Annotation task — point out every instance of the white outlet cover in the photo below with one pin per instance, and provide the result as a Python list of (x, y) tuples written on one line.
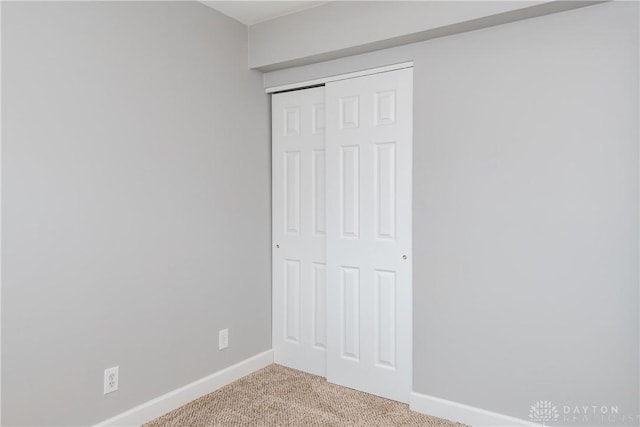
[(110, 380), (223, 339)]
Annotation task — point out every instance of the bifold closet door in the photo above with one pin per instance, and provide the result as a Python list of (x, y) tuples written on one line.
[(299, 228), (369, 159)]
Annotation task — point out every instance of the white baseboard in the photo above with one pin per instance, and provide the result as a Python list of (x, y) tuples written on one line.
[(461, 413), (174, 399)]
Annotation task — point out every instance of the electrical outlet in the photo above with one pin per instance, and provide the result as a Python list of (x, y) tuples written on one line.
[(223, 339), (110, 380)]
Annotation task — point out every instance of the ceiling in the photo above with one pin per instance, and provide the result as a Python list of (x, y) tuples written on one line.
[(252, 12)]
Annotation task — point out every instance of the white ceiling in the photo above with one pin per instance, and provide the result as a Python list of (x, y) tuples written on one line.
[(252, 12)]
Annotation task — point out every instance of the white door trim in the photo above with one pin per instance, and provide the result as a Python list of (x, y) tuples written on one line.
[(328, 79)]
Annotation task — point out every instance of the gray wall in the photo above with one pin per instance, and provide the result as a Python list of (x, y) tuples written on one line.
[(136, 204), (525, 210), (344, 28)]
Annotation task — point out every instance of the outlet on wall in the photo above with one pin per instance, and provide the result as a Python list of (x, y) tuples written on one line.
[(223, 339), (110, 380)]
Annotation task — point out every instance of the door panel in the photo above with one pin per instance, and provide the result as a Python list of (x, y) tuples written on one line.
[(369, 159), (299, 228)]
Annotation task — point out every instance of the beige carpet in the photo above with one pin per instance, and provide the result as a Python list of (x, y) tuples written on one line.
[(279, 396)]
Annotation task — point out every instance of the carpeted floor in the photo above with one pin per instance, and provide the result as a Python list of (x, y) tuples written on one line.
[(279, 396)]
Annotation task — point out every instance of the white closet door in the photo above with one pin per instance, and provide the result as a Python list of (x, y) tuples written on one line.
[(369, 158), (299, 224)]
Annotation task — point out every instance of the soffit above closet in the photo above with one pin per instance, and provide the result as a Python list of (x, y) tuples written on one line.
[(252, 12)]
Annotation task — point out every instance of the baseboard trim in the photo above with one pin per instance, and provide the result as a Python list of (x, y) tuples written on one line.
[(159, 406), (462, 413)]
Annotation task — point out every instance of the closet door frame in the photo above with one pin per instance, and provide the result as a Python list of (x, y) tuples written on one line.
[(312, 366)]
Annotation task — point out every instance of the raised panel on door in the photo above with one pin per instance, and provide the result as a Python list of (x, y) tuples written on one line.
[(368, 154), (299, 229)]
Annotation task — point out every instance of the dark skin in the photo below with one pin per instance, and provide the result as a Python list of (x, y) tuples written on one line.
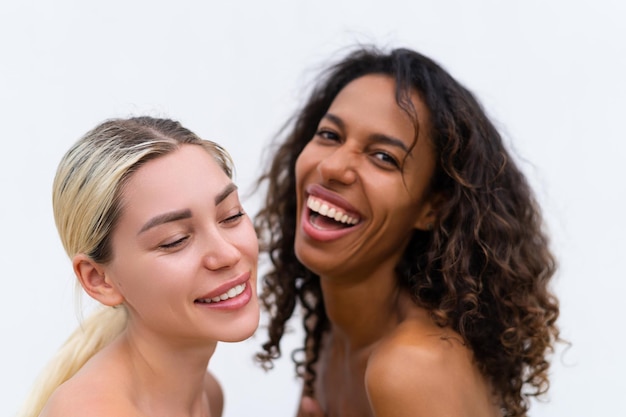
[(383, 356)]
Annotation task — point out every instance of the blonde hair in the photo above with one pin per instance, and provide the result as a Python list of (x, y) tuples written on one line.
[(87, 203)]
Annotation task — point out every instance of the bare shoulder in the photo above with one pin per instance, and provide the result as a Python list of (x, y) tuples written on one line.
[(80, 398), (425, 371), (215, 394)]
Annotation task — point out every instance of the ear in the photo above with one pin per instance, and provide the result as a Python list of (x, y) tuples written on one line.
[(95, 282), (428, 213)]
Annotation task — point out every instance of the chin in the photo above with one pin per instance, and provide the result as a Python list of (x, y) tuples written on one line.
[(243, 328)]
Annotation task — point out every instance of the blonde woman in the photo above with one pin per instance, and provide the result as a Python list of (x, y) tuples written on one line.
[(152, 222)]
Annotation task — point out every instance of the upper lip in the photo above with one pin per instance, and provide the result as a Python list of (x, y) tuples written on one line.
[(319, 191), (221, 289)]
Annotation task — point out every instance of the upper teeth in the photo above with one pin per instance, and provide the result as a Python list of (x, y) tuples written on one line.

---------------

» WHAT YOU HAVE TO DO:
Change "Annotation task" to "Labeling task" throughout all of the records above, leaving everything else unchanged. Omit the pictures from your answer.

» REPLY TO THE TASK:
Labeling task — point out every instance of the white outlet cover in the photo below with one pin per instance, and provide the result as a Python list of (x, y) tuples written on one line.
[(110, 380), (223, 339)]
Labeling task — point out every instance of the bifold closet door in the photo above with one pin per instance, and provide the result as a Python list of (x, y) tuples written on one line.
[(299, 228), (369, 159)]
Labeling task — point out every instance of the white baseboard in the photo above with one pin per instance, and provide the result as a Python list of (x, y) tuples written on one line.
[(461, 413), (174, 399)]
Labeling task — point out every instance of the electrical outlet in the photo above with one pin per instance, and provide the result as a Python list of (x, y) tuples written on one line.
[(223, 339), (110, 380)]
Labeling task — point out every instance of the ceiling in the photo above with one pin per instance, and provide the result as a Python list of (x, y) tuples written on one line.
[(252, 12)]
Labeling task — point out every instance of the white ceiling in the photo above with one pin per instance, and provide the result as a Python list of (x, y) tuples written on one line.
[(252, 12)]
Labeling task — point out every instance of the white door trim in the photo above with one pin per instance, and provide the result as a Python list of (x, y) tuples written on one line.
[(328, 79)]
Labeling task — point out every instance of the gray wall in the photo above with one pin per instance, and provide the result as a Python list of (x, y) tuples written on one line.
[(136, 204), (525, 210), (344, 28)]
Labeling task — point out every instance of the outlet on wall in the photo above with one pin per instance, and provide the result as a Python list of (x, y) tuples written on one line.
[(223, 339), (110, 380)]
Labeling task — point out every instance of the door panel in the photo above with one pin per instance, and provide the result as a Python list of (x, y) tuples written on one line.
[(369, 159), (299, 228)]
Labeling task — point out every instance of the beige carpet in the photo above with one pin per instance, and provide the result as a Python list of (x, y) tuples written on one line.
[(279, 396)]
Labeling task — point out every instance of the carpeted floor in the photo above with one pin per instance, and provide the result as a Python list of (x, y) tuples written on one line.
[(279, 396)]
Labeling task — point out every instance of the white closet door in the photo above with one pin per instance, and provide the result as a Python list of (x, y) tuples written on one line.
[(369, 158), (299, 224)]
Labeling task — point out every instance of the soffit above closet in the photo above with one pin per instance, and provide the result as a Python list of (x, y) tuples written on one line.
[(252, 12)]
Labeling task — point out every instance of the baseboard trim in the photo above with one pin per instance, and provide the result as a Python list of (x, y) tuples written on one line.
[(159, 406), (462, 413)]
Labeling task — point out every instance of the closet door frame in the photo above with one pin per instance, and provide the result as a Python list of (x, y) tuples written on one line.
[(312, 366)]
Labeling task — point out every instance of the raised panel on door in the photo above with one pin per instance, and provide the result as a Python list of (x, y) tuples written on one line.
[(368, 154), (299, 229)]
Labeling task — point out every instance of the dark skin in the photo below with one pin per instance, and provide the result as a Python list of (x, y) tuples written on one line.
[(383, 356)]
Labeling task — point out every instance of the blonde hair in the photo above with one pin per instance, and provide the result as a Python list of (x, y) tuples written on one line.
[(87, 203)]
Labeling task — point out every instance of the bare shoulder in the photo above with one pin per instance, and provide the result as a Python list of (x, y) tuples written on one line.
[(80, 398), (425, 371), (215, 394)]
Labeling task — point out every instance of the ear in the photo above with one pin per instance, and provide the result as a Python list of (x, y) tuples written on one line.
[(95, 282), (428, 213)]
Labeling task — point out every instance of the chin in the photo above with one pin per instance, and provide the result as a Python list of (x, y) tuples written on one line.
[(243, 328)]
Labeling task — point out every instance of the blonde woman in the photo above with one pin per instance, and provide the result as a Python list of (x, y) tuples written on one line.
[(152, 222)]
Labeling task — point out every instance of the upper lip in the photo above with one pin per instance, and provide the result as a Python list of (x, y) tuples written on one line.
[(319, 191), (221, 289)]
Labeling task — point out every instance of the upper teeth in the photo above with one pin per instance, and provide the result as a Python list of (x, y) tuples written on one line.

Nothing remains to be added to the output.